## TASK BRIEF
Look for "black" in the records and copy every line that has it.

SOURCE INFORMATION: Begin

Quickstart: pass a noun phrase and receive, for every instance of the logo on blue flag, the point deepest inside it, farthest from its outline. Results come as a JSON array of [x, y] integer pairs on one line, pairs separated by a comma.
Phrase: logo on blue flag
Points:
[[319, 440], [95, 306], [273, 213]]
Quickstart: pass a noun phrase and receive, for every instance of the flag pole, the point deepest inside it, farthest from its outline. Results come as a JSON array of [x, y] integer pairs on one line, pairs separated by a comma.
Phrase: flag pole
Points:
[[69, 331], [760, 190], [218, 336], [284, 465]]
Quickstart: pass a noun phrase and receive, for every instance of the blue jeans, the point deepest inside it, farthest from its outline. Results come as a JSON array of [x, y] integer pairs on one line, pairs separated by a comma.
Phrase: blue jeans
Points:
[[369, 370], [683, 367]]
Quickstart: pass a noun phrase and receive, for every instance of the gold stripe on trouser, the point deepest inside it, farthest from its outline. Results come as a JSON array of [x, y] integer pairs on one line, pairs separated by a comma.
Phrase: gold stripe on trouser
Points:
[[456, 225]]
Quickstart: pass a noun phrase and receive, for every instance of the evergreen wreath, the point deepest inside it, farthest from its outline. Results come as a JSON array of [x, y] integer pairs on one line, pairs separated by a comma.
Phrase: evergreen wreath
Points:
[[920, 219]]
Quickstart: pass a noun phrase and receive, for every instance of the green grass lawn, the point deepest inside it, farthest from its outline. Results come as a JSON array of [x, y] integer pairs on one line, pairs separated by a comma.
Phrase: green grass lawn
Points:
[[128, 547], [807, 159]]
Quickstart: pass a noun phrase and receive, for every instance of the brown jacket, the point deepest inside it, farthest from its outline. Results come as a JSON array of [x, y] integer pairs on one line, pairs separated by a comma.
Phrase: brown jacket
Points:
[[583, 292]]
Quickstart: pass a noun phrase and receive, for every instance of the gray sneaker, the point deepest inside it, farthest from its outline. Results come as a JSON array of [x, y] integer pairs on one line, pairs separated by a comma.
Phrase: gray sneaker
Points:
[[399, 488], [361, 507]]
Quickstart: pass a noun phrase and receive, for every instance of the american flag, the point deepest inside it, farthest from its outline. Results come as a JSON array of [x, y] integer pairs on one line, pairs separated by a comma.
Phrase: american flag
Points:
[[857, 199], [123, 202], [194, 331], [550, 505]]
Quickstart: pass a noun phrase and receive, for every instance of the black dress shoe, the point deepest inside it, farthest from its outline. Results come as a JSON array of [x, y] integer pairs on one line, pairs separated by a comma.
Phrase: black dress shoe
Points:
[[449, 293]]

SOURCE INFORMATION: End

## RESULT OF THE TASK
Quickstart: pass a noun phrase and receive, for every instance of the black dress shoe, the point deepest inside it, farthest from its outline. Results come as a JSON array of [x, y] integer pairs on one line, pairs separated by a comma.
Phrase: black dress shoe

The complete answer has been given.